→ Task statement:
Using the data below, return the stretch from the line that contains "Target: smiling mouth" through the line that contains "Target: smiling teenage boy", both included, exactly as it stands and nothing beyond it.

Saved entries
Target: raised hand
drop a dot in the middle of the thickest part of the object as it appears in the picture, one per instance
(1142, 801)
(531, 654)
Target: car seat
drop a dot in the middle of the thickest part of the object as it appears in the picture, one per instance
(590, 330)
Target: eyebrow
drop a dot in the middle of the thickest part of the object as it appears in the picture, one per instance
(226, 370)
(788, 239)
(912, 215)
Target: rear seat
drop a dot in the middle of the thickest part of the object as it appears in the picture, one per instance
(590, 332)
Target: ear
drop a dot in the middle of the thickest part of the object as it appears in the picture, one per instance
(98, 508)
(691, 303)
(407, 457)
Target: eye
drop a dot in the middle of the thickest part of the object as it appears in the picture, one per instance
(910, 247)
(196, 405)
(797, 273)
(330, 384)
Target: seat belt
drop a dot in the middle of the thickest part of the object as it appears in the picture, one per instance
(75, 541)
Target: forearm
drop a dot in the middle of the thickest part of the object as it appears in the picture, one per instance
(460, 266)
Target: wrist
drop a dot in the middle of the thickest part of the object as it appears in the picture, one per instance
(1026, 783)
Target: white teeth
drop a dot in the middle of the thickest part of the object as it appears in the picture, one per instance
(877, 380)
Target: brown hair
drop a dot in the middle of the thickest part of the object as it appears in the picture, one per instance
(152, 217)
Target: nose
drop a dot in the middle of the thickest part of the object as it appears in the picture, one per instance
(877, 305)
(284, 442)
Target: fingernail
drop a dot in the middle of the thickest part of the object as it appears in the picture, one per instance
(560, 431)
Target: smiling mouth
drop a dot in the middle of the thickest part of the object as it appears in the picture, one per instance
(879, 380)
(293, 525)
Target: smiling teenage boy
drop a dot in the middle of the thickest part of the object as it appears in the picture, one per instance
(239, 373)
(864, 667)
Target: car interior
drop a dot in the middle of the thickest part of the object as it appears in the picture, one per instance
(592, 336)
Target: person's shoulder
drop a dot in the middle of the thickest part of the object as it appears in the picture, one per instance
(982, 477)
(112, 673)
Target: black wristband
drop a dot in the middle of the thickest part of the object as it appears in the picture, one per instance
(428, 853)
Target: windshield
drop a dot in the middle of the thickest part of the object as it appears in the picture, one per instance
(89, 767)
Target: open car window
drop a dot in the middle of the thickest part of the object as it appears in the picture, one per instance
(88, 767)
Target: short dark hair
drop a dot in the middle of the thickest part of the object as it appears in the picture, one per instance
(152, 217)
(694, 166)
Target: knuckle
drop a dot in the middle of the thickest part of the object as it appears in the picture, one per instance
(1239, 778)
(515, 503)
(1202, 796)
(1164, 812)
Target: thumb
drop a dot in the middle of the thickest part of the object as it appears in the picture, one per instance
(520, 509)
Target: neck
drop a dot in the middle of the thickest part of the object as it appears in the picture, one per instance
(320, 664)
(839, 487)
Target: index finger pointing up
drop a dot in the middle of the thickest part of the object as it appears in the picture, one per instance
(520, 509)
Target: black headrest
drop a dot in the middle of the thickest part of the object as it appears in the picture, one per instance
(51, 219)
--
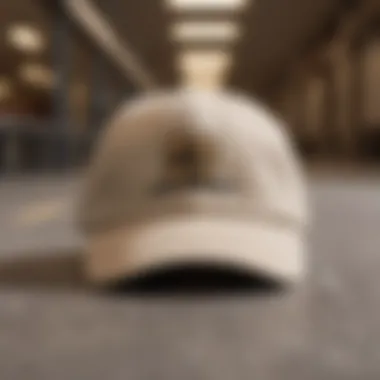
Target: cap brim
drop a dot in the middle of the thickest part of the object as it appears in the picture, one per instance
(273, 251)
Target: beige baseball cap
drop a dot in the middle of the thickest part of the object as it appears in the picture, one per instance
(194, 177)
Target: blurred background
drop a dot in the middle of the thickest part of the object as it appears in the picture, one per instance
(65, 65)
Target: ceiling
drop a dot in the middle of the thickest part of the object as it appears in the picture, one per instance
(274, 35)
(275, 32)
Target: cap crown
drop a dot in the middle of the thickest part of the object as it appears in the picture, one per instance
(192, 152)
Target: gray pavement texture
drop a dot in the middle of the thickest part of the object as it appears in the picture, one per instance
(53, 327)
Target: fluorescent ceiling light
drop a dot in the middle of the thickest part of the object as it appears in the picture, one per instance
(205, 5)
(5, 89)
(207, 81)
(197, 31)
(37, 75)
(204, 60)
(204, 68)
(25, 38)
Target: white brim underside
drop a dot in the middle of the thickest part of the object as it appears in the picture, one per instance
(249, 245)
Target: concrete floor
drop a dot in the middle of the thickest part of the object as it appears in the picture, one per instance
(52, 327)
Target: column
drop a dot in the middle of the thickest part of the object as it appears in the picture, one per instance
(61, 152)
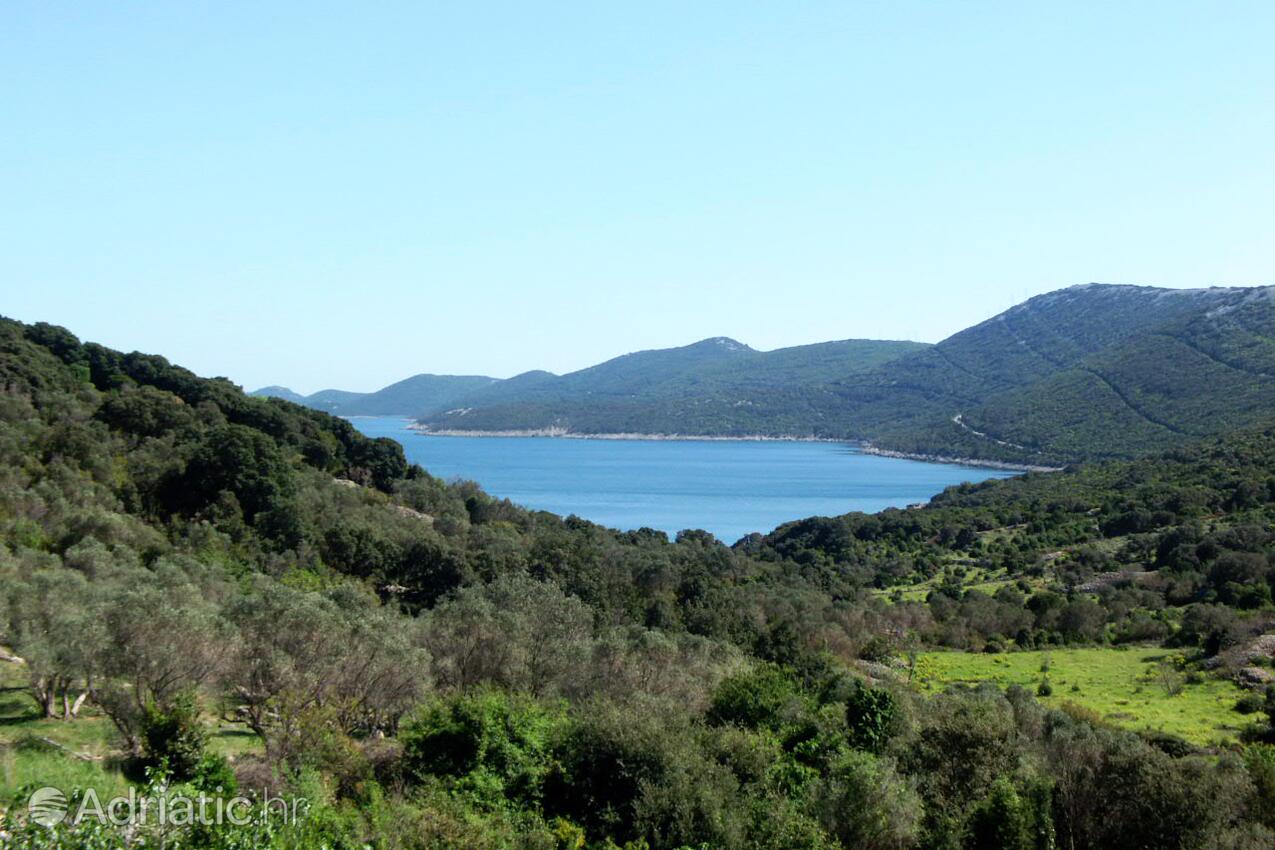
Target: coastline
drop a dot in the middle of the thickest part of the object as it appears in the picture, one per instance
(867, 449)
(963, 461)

→ Task answer:
Target: smiling mouth
drop a dot in the middle of the thickest part of the object as it appears in the picture, one per instance
(879, 380)
(293, 525)
Target: smiling teenage boy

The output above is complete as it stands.